GIVEN ENTRIES:
- - - - -

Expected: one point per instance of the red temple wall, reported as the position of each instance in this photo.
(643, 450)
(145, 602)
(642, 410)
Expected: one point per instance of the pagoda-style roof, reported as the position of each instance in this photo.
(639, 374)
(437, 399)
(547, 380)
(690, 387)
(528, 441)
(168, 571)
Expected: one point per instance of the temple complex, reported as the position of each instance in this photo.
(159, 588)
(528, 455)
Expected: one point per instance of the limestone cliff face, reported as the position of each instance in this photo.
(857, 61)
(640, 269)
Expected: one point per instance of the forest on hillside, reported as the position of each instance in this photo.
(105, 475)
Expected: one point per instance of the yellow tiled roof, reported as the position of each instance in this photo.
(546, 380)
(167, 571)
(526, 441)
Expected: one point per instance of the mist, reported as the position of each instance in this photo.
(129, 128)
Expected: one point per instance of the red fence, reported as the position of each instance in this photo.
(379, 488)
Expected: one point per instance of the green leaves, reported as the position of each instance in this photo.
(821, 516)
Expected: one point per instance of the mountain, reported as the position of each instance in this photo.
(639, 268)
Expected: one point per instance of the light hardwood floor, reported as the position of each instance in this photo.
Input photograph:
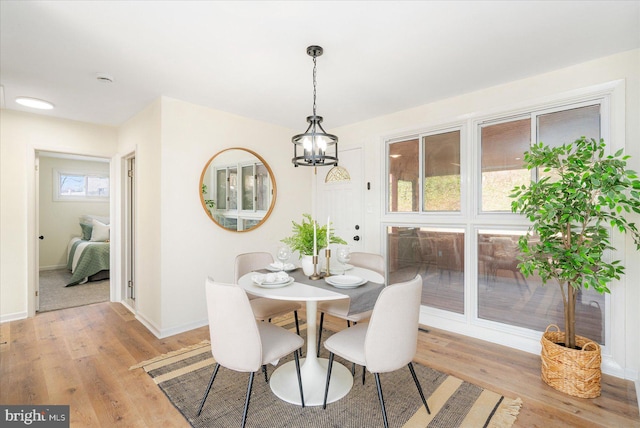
(81, 357)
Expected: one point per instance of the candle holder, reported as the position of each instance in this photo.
(315, 274)
(327, 254)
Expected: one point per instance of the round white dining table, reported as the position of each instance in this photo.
(313, 370)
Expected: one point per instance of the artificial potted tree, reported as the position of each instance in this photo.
(302, 240)
(582, 195)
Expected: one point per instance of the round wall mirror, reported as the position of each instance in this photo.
(237, 189)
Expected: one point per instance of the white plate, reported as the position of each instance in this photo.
(274, 284)
(340, 268)
(345, 281)
(275, 267)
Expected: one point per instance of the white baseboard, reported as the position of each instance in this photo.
(162, 333)
(183, 328)
(148, 324)
(637, 382)
(13, 317)
(55, 267)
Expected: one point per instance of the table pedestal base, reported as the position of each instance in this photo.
(284, 381)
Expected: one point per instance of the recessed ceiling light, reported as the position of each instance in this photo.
(104, 78)
(34, 103)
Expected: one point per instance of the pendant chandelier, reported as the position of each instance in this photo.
(315, 147)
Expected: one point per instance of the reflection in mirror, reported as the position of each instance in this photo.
(237, 189)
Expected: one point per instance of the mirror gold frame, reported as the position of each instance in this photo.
(240, 215)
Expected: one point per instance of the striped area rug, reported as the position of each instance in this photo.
(183, 376)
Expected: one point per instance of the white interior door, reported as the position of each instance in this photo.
(343, 200)
(130, 231)
(36, 276)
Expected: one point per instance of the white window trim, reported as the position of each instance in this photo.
(613, 120)
(58, 197)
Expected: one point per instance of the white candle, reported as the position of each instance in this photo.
(315, 245)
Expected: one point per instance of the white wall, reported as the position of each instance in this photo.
(178, 244)
(21, 134)
(141, 135)
(371, 134)
(59, 220)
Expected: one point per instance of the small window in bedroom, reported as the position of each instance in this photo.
(74, 186)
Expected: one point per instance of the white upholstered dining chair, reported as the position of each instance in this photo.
(263, 309)
(239, 342)
(340, 308)
(387, 342)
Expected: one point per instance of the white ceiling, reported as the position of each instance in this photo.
(249, 58)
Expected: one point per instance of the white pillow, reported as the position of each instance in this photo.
(100, 232)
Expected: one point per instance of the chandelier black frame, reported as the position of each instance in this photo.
(318, 148)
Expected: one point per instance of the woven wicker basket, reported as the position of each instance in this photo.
(572, 371)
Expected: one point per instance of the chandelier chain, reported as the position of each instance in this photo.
(314, 85)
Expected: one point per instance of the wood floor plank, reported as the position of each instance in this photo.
(81, 357)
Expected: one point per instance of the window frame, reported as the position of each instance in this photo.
(58, 173)
(460, 127)
(611, 97)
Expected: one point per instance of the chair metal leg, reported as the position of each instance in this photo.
(415, 379)
(206, 393)
(326, 388)
(246, 402)
(384, 411)
(295, 317)
(320, 334)
(295, 355)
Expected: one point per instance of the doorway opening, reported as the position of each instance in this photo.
(73, 220)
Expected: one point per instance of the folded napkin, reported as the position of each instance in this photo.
(280, 265)
(269, 278)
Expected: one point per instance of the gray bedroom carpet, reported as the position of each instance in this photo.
(54, 295)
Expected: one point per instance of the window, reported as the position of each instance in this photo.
(441, 172)
(404, 176)
(440, 169)
(243, 194)
(506, 296)
(437, 254)
(78, 186)
(502, 149)
(425, 173)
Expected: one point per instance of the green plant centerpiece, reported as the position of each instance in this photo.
(302, 238)
(582, 195)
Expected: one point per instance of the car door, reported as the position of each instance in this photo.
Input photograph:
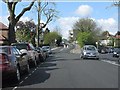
(21, 60)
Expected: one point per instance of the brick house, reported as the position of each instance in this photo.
(3, 34)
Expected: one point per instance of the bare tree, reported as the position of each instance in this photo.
(13, 19)
(49, 13)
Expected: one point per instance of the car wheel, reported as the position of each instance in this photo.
(18, 75)
(27, 68)
(35, 63)
(97, 58)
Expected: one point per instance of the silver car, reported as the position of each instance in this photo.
(89, 51)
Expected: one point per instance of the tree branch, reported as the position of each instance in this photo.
(24, 10)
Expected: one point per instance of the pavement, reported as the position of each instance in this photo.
(76, 49)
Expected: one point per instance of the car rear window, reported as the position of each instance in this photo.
(90, 48)
(21, 46)
(5, 49)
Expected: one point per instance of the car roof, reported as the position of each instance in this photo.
(89, 46)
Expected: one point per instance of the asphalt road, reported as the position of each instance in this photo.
(66, 70)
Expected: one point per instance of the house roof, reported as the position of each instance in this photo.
(3, 27)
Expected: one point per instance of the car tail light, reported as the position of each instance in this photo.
(4, 62)
(28, 47)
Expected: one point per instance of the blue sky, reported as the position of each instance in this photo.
(69, 12)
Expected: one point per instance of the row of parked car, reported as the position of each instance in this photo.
(115, 51)
(90, 51)
(20, 58)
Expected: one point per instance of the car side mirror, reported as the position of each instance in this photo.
(23, 54)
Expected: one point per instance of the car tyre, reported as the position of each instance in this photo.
(17, 75)
(27, 68)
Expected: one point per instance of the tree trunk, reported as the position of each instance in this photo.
(11, 34)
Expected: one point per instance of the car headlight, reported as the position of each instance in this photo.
(114, 53)
(84, 53)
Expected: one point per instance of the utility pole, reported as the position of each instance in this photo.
(39, 18)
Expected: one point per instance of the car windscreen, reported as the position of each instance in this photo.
(5, 50)
(21, 46)
(90, 48)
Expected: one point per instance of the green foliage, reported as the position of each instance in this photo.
(86, 38)
(86, 31)
(50, 38)
(23, 35)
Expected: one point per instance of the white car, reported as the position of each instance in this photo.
(89, 51)
(30, 50)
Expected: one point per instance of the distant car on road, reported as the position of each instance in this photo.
(42, 54)
(89, 51)
(47, 49)
(12, 62)
(116, 52)
(30, 50)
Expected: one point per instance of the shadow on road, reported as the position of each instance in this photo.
(41, 74)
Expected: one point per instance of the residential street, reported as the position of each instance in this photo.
(66, 70)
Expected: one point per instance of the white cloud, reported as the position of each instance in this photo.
(66, 25)
(84, 10)
(109, 24)
(24, 19)
(4, 20)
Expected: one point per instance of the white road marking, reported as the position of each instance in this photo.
(21, 82)
(111, 62)
(62, 49)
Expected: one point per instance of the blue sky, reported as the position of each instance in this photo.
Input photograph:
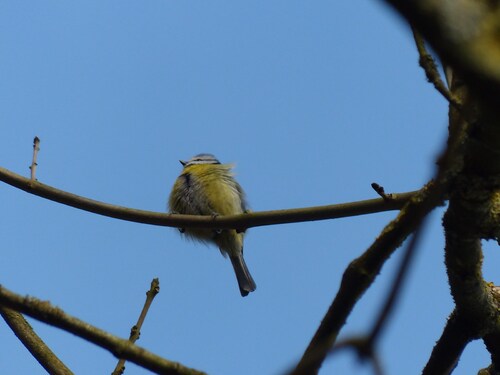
(312, 101)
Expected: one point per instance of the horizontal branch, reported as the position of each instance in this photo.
(247, 220)
(40, 351)
(45, 312)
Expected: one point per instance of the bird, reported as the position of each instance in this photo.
(207, 187)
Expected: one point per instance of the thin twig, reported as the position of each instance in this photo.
(244, 221)
(396, 287)
(36, 148)
(426, 61)
(120, 348)
(361, 273)
(38, 349)
(135, 332)
(381, 191)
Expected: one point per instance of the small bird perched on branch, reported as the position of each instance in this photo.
(207, 187)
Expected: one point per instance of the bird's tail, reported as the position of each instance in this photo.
(245, 280)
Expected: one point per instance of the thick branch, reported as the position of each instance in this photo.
(361, 273)
(120, 348)
(248, 220)
(465, 34)
(33, 342)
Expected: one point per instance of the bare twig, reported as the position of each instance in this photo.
(427, 63)
(120, 348)
(380, 191)
(135, 332)
(364, 351)
(244, 221)
(36, 148)
(33, 342)
(362, 271)
(449, 347)
(396, 287)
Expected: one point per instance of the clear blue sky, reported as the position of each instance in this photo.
(312, 100)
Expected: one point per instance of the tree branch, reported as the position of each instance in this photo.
(471, 48)
(361, 273)
(135, 332)
(38, 349)
(244, 221)
(120, 348)
(449, 348)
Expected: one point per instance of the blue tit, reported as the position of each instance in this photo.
(207, 187)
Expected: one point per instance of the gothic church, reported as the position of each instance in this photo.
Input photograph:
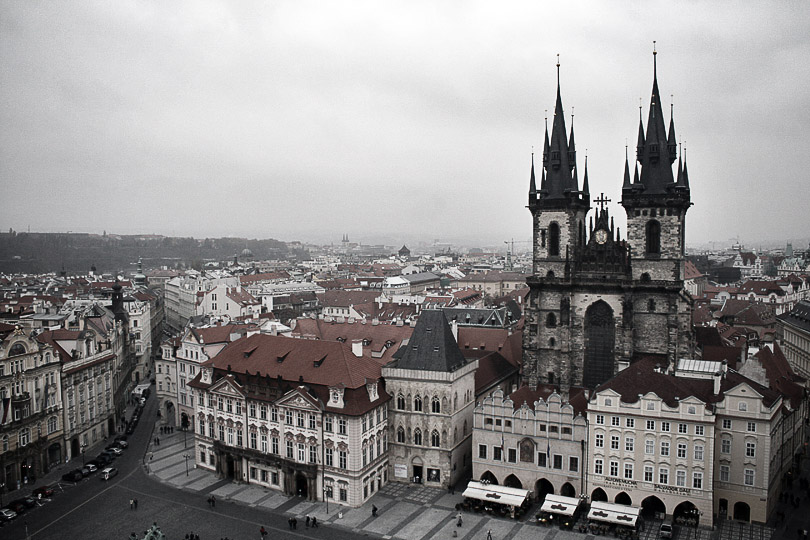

- - - - -

How many lines in the data above contain the word "ceiling"? Matching is case-sensitive; give only the number.

2